(Saved entries)
_ _ _ _
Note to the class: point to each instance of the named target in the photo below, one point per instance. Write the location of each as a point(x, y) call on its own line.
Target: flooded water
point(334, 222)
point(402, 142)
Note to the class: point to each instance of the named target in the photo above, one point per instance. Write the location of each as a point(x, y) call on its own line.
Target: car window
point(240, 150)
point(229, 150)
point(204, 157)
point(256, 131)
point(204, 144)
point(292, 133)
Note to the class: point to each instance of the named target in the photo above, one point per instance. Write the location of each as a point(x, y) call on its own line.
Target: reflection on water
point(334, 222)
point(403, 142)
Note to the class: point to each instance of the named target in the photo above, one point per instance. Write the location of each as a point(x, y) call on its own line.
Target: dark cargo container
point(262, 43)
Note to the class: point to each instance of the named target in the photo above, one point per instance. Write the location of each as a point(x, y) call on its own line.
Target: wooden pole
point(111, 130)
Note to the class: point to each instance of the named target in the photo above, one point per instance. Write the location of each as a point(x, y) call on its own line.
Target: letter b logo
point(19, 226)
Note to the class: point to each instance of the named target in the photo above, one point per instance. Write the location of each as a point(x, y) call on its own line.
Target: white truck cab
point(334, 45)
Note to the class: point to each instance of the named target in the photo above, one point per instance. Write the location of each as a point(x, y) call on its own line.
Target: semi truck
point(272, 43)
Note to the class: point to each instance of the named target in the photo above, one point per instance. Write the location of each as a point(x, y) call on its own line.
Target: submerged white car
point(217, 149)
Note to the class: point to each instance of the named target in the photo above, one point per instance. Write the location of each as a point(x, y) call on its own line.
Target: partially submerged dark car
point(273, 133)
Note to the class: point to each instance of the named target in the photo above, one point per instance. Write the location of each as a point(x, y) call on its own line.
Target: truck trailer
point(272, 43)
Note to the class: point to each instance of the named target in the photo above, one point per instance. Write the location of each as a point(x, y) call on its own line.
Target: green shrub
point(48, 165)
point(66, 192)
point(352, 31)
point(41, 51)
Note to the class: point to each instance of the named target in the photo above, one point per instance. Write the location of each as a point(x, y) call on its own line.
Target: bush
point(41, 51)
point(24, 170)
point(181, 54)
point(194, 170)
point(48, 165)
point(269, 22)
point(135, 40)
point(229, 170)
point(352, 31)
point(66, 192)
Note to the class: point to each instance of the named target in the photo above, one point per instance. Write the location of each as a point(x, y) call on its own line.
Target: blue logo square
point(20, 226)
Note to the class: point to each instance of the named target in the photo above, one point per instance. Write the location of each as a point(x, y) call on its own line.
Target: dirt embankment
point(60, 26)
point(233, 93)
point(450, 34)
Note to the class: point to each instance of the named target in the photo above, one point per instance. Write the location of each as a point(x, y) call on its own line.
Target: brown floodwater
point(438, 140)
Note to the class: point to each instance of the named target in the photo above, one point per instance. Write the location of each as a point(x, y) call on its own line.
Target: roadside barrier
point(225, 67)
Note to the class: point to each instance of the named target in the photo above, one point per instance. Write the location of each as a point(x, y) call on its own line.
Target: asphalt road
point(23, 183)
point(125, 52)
_ _ _ _
Return every record above exactly, line by line.

Note to the class: point to each instance of the named target in the photo below, one point per instance. Write the location of each as a point(x, y) call on its own line.
Target: flooded water
point(334, 222)
point(402, 142)
Note to the class: point to each instance of the named target in the photo above, one point per instance. Write the location of each as a point(x, y) call on its own line.
Target: car window
point(240, 150)
point(229, 150)
point(204, 157)
point(256, 131)
point(204, 144)
point(292, 133)
Note to the class: point to each instance of the named target in the photo above, one point per instance. Write the location of each as a point(x, y) call on its own line.
Target: reflection on water
point(334, 222)
point(403, 142)
Note to the class: point to each instance of the named target in the photo above, one point per instance. Write the location of each as a point(x, y) call on its own line.
Target: dark cargo container
point(262, 43)
Note to the class: point to each instance of the named target in the photo above, one point per instance. Write the location of each as a point(x, y) call on its own line.
Target: wooden pole
point(111, 130)
Note to the class: point to each instance of the named target in the photo above, one point per instance. Write the location of each as a point(x, y) call on its own line.
Target: letter b logo
point(19, 226)
Note to the class: point to each instance of the named target in the photo above, one point per instance. Write the location of each as a point(x, y) call on its own line.
Target: white truck cab
point(334, 45)
Note to the class: point to each instance of the named target in the photo above, one point per instance. Write the location of each as a point(x, y) call on its own line.
Target: semi truck
point(272, 43)
Note to the class: point to each instance of the named target in the photo above, one point per instance. Write the location of each as a point(x, y) call on its own line.
Target: submerged white car
point(217, 149)
Note to the class: point to each instance of the named target in the photo above, one point per instance. Write the location of each as a point(x, y) call on its own line.
Target: partially submerged dark car
point(273, 133)
Note to the class: point to each instance of the named target in the photo above, one point per instance. Write the location of each as a point(x, y) call on its own line.
Target: truck trailer
point(272, 43)
Note to the class: point to each instance of the named target in the photo above, one point per instance. Write the location of each as a point(x, y) call on its own line.
Target: green shrub
point(48, 165)
point(66, 192)
point(352, 31)
point(41, 51)
Note to the class: point to each instance of the named target in the photo above, one point per instance. Write the location of each as a point(x, y) call on its own line.
Target: bush
point(41, 51)
point(24, 170)
point(181, 54)
point(194, 170)
point(48, 165)
point(269, 22)
point(135, 40)
point(229, 170)
point(352, 31)
point(66, 192)
Note to the class: point to each instance of the named target in the photo above, one point per instance. Write the location of each as a point(x, y) call on its own line.
Target: blue logo square
point(20, 226)
Note to the class: point to each instance of the named target in the photo above, one point per instance. Write the location of each as a point(x, y) call on its own line.
Target: dirt embankment
point(60, 26)
point(233, 93)
point(450, 34)
Note to the class: point to each instance of the named target in the photo above, one point per instance. Write the location of each as a point(x, y) call on its own line.
Target: brown floodwater
point(438, 140)
Note to the class: point to each instance of the named target in the photo above, one point per instance. Write the location of each as a point(x, y) call on its own line.
Target: roadside barrier
point(225, 67)
Note to the class: point to each instance of the named target in the photo above, one point per instance. Write the location of each as a point(x, y) call on its own line.
Target: asphalt road
point(23, 183)
point(125, 52)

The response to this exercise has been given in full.